Expulsion des gens du voyage: une urgence humanitaire
Les directeurs d'Unia, Els Keytsman et Patrick Charlier, veulent attirer l’attention sur la situation lancinante vécue par les gens du voyage bruxellois. Voici leur carte blanche.
Lorsque les familles qui résidaient en caravane sur un terrain privé situé le long de la rue Dante, à Anderlecht, ont été enjointes d’évacuer les lieux par ordre du bourgmestre, aucune solution de rechange ne leur a été proposée. Personne ne se souciait d’où elles pourraient bien aller s’installer, même provisoirement, avec un minimum de sécurité juridique. Ces familles non plus ne le savent pas. Elles sont condamnées à errer d’un stationnement sauvage à l’autre, d’où elles seront chaque fois chassées de façon plus ou moins formelle par les services de police – alors qu’il s’agit de familles bruxelloises, historiquement ancrées dans la région. Anderlecht n’est pas la seule commune qui semble vouloir se décharger de toute responsabilité face aux besoins des gens du voyage, comme si l’on pouvait dénier aux gens du voyage d’une région, le droit d’être aussi d’une commune de cette région.
La probabilité que ces familles trouvent par elles-mêmes une issue à leur errance imposée est en fait extrêmement faible : les terrains privés où le séjour des gens du voyage est toléré, à défaut d’être régularisable légalement, se font de plus en plus rares. Et quant au seul terrain public situé à Haren, il fermerait ses portes à la fin de ce mois de juin sans qu’il n’existe, à l’heure actuelle, de projet de réouverture.
La situation est non seulement dramatique pour les gens du voyage bruxellois, elle est aussi un échec paradoxal pour la Région de Bruxelles-Capitale : alors même que le Code bruxellois du Logement reconnaît le droit à l’habitat mobile, alors que deux ministres du gouvernement bruxellois ont initié une commission régionale pour l’habitat mobile, alors que le gouvernement met des moyens à disposition des communes bruxelloises pour l’aménagement de terrains, la situation effective des gens du voyage bruxellois n’a fait qu’empirer, pour atteindre, aujourd’hui, le stade de la précarité totale.
Une part significative de l’explication de cet échec nous semble résider dans l’absence de volonté des communes de s’engager dans l’aménagement de terrains, même petits, même avec le soutien de la région. La politique régionale consistant à proposer aux communes un soutien financier et méthodologique pour l’aménagement et la gestion de terrains pouvant accueillir des gens du voyage est aujourd’hui en échec.
Il est dès lors urgent que la Région réoriente fondamentalement cette politique, soit en obligeant les communes bruxelloises à ouvrir chacune des terrains, soit en prenant directement en charge l’aménagement et la gestion de terrains « régionaux ».

^^^^

* **TÂCHES À EFFECTUER**:
**1.** D'après le texte sur l'expulsion des gens du voyage, quand le seul terrain public, situé à Haren, doit-il fermer ses portes ?
**2.** Rédigez la suite du texte sur l'expulsion des gens du voyage bruxellois, à partir de sa dernière phrase.

* **MATÉRIEL FOURNI**:
^^^^

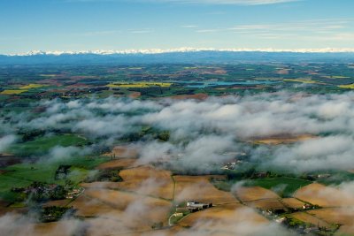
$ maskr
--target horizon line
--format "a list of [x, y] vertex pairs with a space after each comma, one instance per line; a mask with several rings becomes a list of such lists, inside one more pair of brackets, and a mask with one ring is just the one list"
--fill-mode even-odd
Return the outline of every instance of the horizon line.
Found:
[[214, 49], [214, 48], [176, 48], [169, 49], [122, 49], [122, 50], [30, 50], [24, 53], [0, 53], [2, 56], [16, 57], [16, 56], [35, 56], [35, 55], [76, 55], [76, 54], [96, 54], [96, 55], [114, 55], [114, 54], [163, 54], [173, 52], [200, 52], [200, 51], [215, 51], [215, 52], [294, 52], [294, 53], [350, 53], [354, 52], [354, 48], [338, 49], [338, 48], [322, 48], [322, 49]]

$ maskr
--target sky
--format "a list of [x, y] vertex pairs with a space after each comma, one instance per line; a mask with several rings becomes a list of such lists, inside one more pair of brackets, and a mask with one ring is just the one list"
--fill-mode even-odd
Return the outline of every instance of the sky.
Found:
[[354, 49], [352, 0], [0, 0], [0, 54]]

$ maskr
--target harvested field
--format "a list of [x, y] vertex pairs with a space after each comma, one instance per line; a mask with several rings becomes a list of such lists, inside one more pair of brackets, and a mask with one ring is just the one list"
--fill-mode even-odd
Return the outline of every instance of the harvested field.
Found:
[[296, 199], [296, 198], [283, 198], [281, 200], [282, 203], [291, 209], [302, 209], [304, 202]]
[[289, 216], [296, 219], [298, 219], [304, 223], [310, 223], [316, 226], [319, 225], [319, 227], [327, 227], [327, 228], [330, 227], [329, 224], [327, 224], [327, 222], [325, 222], [314, 216], [312, 216], [306, 212], [296, 212]]
[[117, 211], [103, 202], [87, 196], [85, 194], [79, 196], [69, 206], [77, 209], [75, 215], [81, 217], [98, 217]]
[[[179, 225], [182, 227], [192, 227], [193, 230], [212, 232], [212, 235], [235, 235], [241, 232], [244, 225], [263, 225], [268, 224], [268, 220], [258, 214], [250, 208], [241, 204], [234, 205], [233, 209], [214, 207], [189, 215]], [[243, 225], [243, 226], [242, 226]], [[255, 235], [250, 232], [254, 227], [248, 227], [247, 235]], [[193, 235], [193, 234], [191, 234]], [[209, 234], [208, 234], [209, 235]]]
[[135, 98], [140, 97], [141, 95], [142, 95], [141, 92], [133, 92], [133, 93], [129, 94], [128, 97], [135, 99]]
[[339, 230], [335, 232], [335, 236], [348, 236], [354, 235], [354, 225], [342, 225]]
[[298, 189], [294, 196], [321, 207], [353, 206], [354, 196], [341, 190], [313, 183]]
[[124, 181], [117, 183], [117, 187], [139, 194], [172, 200], [174, 184], [171, 175], [171, 171], [151, 166], [127, 169], [119, 172]]
[[171, 203], [167, 201], [110, 189], [87, 189], [85, 194], [119, 210], [126, 210], [128, 205], [138, 202], [151, 209], [168, 208], [169, 209], [171, 207]]
[[33, 236], [72, 236], [80, 235], [79, 221], [62, 220], [60, 222], [40, 223], [34, 225]]
[[281, 135], [281, 136], [255, 139], [252, 141], [252, 142], [256, 144], [279, 145], [279, 144], [293, 143], [296, 141], [304, 141], [314, 138], [316, 138], [316, 136], [311, 134], [302, 134], [298, 136]]
[[136, 159], [133, 158], [124, 158], [110, 161], [107, 163], [101, 164], [97, 166], [99, 170], [106, 170], [106, 169], [123, 169], [134, 166]]
[[116, 146], [110, 153], [105, 153], [105, 156], [113, 156], [120, 158], [137, 158], [139, 155], [139, 150], [136, 147], [132, 147], [129, 145]]
[[246, 203], [247, 206], [261, 209], [283, 209], [287, 210], [287, 208], [278, 199], [263, 199]]
[[45, 202], [43, 204], [44, 207], [51, 207], [51, 206], [56, 206], [56, 207], [65, 207], [67, 204], [70, 203], [69, 199], [63, 199], [63, 200], [56, 200], [56, 201], [50, 201], [48, 202]]
[[184, 100], [184, 99], [205, 100], [208, 98], [208, 95], [207, 94], [181, 95], [169, 96], [168, 98], [176, 100]]
[[307, 211], [309, 214], [333, 224], [353, 225], [354, 209], [351, 208], [327, 208]]
[[198, 201], [214, 205], [238, 202], [231, 193], [217, 189], [209, 179], [212, 176], [173, 176], [174, 199], [177, 202]]
[[274, 192], [261, 187], [239, 187], [235, 194], [242, 202], [251, 202], [261, 199], [279, 199], [281, 198]]
[[[167, 201], [109, 189], [87, 189], [70, 205], [78, 209], [77, 216], [95, 217], [87, 220], [88, 235], [150, 230], [154, 223], [166, 224], [172, 207]], [[108, 223], [114, 224], [103, 229]]]

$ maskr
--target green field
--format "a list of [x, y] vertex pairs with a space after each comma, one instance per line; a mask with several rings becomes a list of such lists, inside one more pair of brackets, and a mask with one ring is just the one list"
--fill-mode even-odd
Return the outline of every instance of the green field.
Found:
[[74, 134], [62, 134], [49, 137], [40, 137], [34, 141], [14, 144], [9, 152], [20, 156], [41, 155], [48, 152], [56, 146], [84, 146], [87, 141]]
[[246, 186], [258, 186], [271, 189], [281, 197], [289, 197], [298, 188], [311, 184], [311, 181], [289, 177], [266, 178], [252, 179]]
[[[78, 184], [87, 178], [90, 170], [106, 161], [107, 157], [81, 156], [60, 162], [23, 163], [9, 166], [4, 169], [5, 173], [0, 175], [0, 198], [13, 202], [19, 195], [11, 192], [12, 187], [27, 187], [35, 181], [63, 185], [68, 179], [73, 184]], [[68, 164], [72, 167], [65, 179], [56, 180], [55, 172], [60, 164]]]

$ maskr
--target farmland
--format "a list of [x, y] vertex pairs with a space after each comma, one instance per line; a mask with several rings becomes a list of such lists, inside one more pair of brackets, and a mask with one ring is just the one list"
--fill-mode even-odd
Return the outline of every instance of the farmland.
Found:
[[34, 235], [352, 235], [353, 78], [345, 64], [1, 66], [0, 218]]

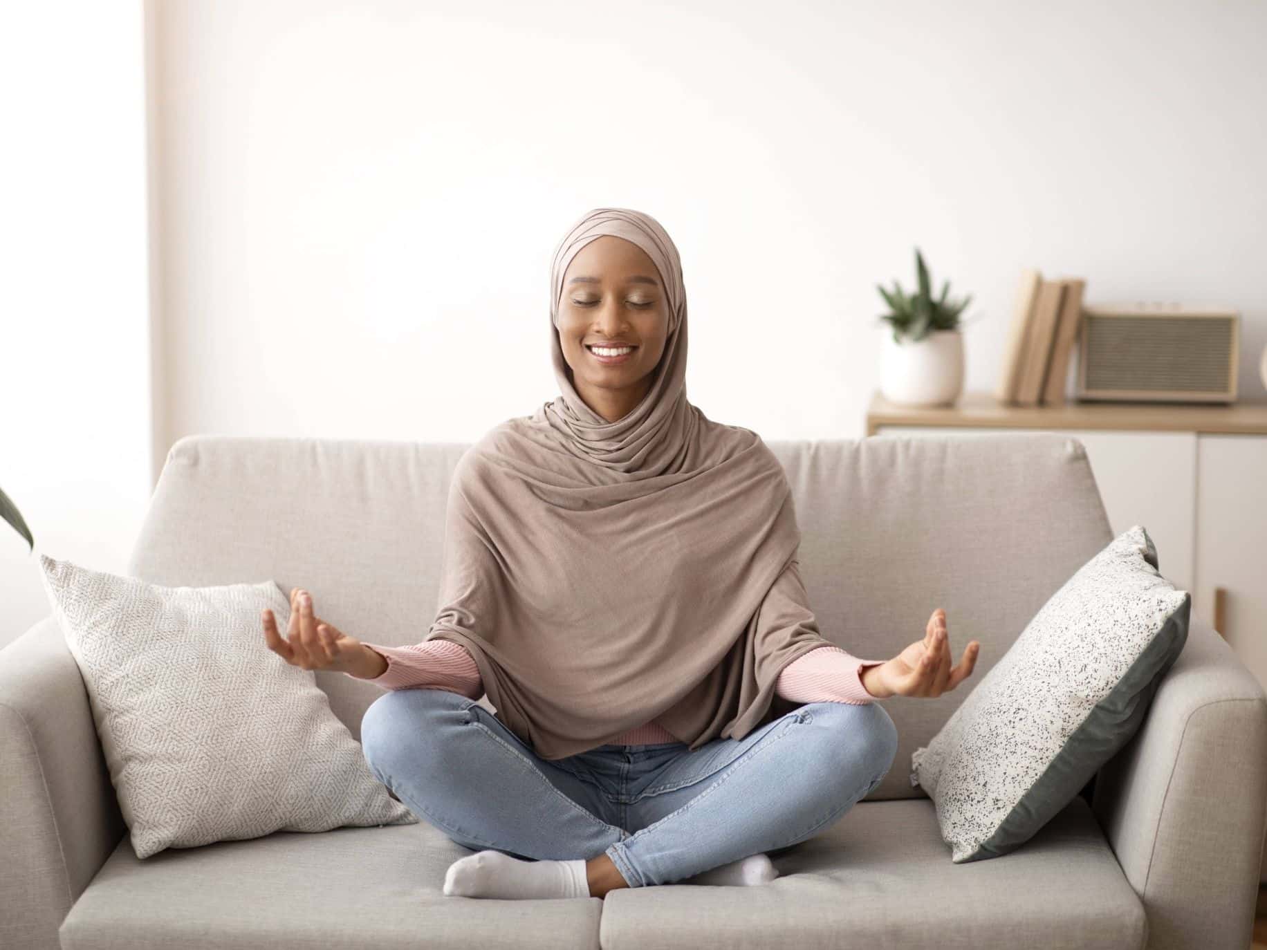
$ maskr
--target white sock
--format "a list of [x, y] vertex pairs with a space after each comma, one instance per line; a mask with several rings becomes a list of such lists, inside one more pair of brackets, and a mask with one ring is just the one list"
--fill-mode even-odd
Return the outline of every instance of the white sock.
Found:
[[710, 868], [706, 871], [678, 882], [679, 884], [730, 884], [734, 887], [755, 887], [769, 884], [779, 877], [778, 869], [768, 854], [754, 854], [737, 861]]
[[585, 859], [525, 861], [500, 851], [476, 851], [449, 865], [449, 897], [589, 897]]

^^^^

* **RÉSULTATS PAR TÂCHE**:
**1.** À la fin de ce mois de juin.

**2.**
Les travaux de la commission ont montré que la priorité devait être donnée actuellement à de petits terrains destinés à un usage résidentiel, impliquant une gestion assez légère, une fois que les résidents sont installés, et un impact minimal pour le voisinage. La première option n’entrainerait donc pas de charge excessive pour les communes, surtout si la Région continue d’assurer un soutien à leur aménagement et à leur gestion, mais remodulé selon cette nouvelle politique. (Notons qu’en France, toute municipalité de plus de 5.000 habitants est tenue d’aménager un terrain d’accueil pour les gens du voyage.)
En ce qui concerne la seconde option, la Région dispose a fortiori de moyens pour les aménager et pour les gérer, en ce compris des outils institutionnels de gestion qui pourraient être adaptés à cette nouvelle fonction (Fonds du logement, Société du Logement de la Région de Bruxelles-Capitale, agences immobilières sociales,…).
Les deux options pourraient d’ailleurs aussi être combinées : de petits terrains résidentiels gérés par les communes, par exemple, et de plus grands, éventuellement avec une fonction de transit, par un organisme régional.
La problématique des terrains pour les gens du voyage est une problématique régionale, qui ne trouvera de solution qu’au niveau régional. C’est pourquoi nous demandons au gouvernement et au parlement bruxellois d’utiliser toutes leurs prérogatives pour résoudre la carence de terrains pouvant accueillir de l’habitat mobile en région bruxelloise – d’abord dans l’urgence, pour les gens du voyage de la rue Dante, et ensuite structurellement, pour tous les gens du voyage bruxellois.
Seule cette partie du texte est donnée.